> **About this task**
In the records below, find each line holding the word "main" and copy it.

----------

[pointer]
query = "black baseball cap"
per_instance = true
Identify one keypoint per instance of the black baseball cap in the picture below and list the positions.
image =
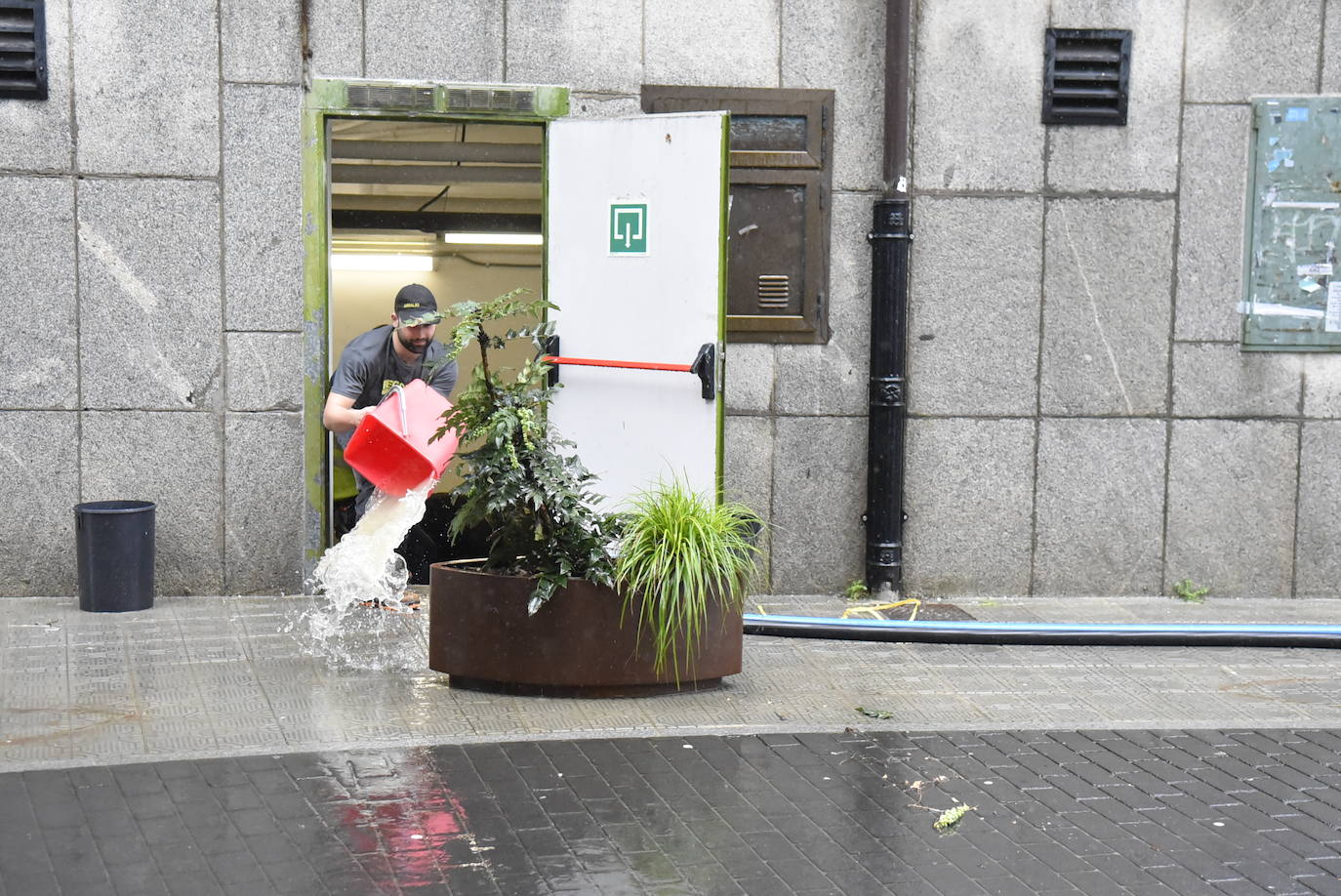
(415, 306)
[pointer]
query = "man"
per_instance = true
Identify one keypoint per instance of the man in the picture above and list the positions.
(386, 357)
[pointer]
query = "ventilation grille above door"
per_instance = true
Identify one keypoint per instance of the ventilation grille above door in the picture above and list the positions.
(23, 50)
(1085, 75)
(774, 290)
(490, 100)
(390, 97)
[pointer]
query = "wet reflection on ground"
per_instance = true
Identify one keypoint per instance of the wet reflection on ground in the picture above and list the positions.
(1079, 812)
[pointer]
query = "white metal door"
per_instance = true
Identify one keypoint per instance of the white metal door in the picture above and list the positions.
(634, 240)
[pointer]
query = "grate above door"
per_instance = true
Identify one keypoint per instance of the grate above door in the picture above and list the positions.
(23, 50)
(390, 97)
(1085, 75)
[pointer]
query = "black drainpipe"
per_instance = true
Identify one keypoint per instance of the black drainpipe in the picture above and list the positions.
(891, 240)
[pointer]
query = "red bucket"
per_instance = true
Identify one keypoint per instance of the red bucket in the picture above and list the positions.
(391, 448)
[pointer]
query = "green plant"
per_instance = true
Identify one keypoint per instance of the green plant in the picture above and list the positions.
(951, 817)
(1187, 591)
(678, 551)
(519, 479)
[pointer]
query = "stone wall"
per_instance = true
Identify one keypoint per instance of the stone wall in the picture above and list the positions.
(1082, 416)
(1082, 419)
(149, 221)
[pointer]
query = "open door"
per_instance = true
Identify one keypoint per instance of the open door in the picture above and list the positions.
(634, 216)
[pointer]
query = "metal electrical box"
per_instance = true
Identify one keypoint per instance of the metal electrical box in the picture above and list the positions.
(1291, 282)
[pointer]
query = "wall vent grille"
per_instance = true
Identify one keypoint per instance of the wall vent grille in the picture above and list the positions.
(490, 100)
(390, 97)
(1085, 75)
(774, 290)
(23, 50)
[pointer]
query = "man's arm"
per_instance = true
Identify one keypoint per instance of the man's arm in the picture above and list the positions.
(340, 413)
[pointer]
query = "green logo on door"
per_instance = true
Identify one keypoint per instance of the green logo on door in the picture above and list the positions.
(628, 228)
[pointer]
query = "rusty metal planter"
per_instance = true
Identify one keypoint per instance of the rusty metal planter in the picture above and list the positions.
(481, 636)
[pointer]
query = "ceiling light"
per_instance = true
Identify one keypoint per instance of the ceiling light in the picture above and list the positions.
(375, 262)
(492, 239)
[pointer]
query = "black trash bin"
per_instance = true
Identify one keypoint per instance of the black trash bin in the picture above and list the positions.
(114, 541)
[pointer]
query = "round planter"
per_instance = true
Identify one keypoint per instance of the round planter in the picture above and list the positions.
(577, 642)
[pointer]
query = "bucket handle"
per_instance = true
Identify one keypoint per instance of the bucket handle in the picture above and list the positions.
(400, 391)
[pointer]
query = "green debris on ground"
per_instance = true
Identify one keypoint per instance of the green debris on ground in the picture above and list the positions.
(1189, 591)
(951, 817)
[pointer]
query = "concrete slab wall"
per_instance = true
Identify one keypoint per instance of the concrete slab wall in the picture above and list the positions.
(1104, 330)
(1082, 420)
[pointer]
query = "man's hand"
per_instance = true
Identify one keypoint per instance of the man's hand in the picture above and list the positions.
(340, 413)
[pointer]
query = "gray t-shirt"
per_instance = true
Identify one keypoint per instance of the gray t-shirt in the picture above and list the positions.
(369, 368)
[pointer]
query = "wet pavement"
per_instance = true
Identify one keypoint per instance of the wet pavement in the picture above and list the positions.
(1093, 812)
(196, 749)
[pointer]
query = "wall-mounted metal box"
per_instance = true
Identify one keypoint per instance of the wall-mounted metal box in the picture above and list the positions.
(1291, 285)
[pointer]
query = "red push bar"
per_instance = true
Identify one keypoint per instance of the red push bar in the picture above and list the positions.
(705, 365)
(634, 365)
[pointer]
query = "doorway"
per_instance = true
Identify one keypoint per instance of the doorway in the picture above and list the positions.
(452, 204)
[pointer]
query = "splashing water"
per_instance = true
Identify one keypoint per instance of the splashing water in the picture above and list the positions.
(364, 567)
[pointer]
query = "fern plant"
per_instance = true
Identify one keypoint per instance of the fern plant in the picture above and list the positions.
(520, 480)
(678, 551)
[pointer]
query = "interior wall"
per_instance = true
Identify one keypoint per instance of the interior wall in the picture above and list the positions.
(364, 300)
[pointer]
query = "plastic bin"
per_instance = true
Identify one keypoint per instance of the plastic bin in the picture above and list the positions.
(394, 447)
(114, 542)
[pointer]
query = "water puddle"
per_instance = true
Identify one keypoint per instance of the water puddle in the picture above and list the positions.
(355, 616)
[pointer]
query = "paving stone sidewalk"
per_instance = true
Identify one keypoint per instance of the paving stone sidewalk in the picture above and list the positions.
(200, 748)
(1051, 812)
(228, 676)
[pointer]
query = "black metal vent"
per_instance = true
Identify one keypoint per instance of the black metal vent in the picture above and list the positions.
(774, 290)
(1085, 74)
(23, 49)
(387, 96)
(490, 100)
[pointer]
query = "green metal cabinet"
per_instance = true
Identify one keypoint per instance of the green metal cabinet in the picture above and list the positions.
(1291, 282)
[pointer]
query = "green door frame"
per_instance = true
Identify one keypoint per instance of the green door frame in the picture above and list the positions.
(390, 100)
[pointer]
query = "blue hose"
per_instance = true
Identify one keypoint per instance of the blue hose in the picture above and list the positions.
(1057, 633)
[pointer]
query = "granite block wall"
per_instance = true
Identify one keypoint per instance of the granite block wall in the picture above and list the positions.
(1081, 416)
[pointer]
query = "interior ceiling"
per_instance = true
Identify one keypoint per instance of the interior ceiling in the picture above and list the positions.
(407, 176)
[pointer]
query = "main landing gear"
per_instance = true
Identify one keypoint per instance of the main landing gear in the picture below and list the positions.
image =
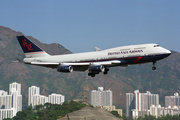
(154, 67)
(106, 71)
(93, 74)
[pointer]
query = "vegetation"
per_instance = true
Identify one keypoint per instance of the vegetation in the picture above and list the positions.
(48, 111)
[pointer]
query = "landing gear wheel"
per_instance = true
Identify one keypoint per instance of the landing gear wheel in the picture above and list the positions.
(106, 71)
(91, 74)
(153, 68)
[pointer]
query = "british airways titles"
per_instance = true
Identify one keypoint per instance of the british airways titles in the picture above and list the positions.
(125, 52)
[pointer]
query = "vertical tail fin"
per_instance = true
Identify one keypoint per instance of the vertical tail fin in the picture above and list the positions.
(30, 49)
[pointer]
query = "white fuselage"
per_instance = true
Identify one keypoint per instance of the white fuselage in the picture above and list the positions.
(104, 55)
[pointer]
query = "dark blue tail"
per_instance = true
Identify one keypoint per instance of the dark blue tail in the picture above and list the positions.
(30, 48)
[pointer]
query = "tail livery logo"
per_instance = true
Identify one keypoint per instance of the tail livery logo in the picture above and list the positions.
(25, 44)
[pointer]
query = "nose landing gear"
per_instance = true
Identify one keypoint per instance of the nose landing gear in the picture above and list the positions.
(154, 67)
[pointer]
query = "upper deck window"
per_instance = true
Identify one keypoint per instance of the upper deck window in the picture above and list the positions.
(156, 45)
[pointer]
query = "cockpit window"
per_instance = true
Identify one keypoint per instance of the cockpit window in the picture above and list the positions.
(156, 45)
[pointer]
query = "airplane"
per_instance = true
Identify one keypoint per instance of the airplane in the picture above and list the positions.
(95, 62)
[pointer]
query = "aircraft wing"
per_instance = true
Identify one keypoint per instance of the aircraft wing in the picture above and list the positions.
(81, 66)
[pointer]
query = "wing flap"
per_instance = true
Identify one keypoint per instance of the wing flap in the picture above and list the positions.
(77, 66)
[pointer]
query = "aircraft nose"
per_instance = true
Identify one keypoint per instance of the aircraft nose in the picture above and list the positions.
(168, 52)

----------

> **Response below**
query = "main landing gear"
Identify one keypoint per instance of the main landing gear in the picture below and list the positions.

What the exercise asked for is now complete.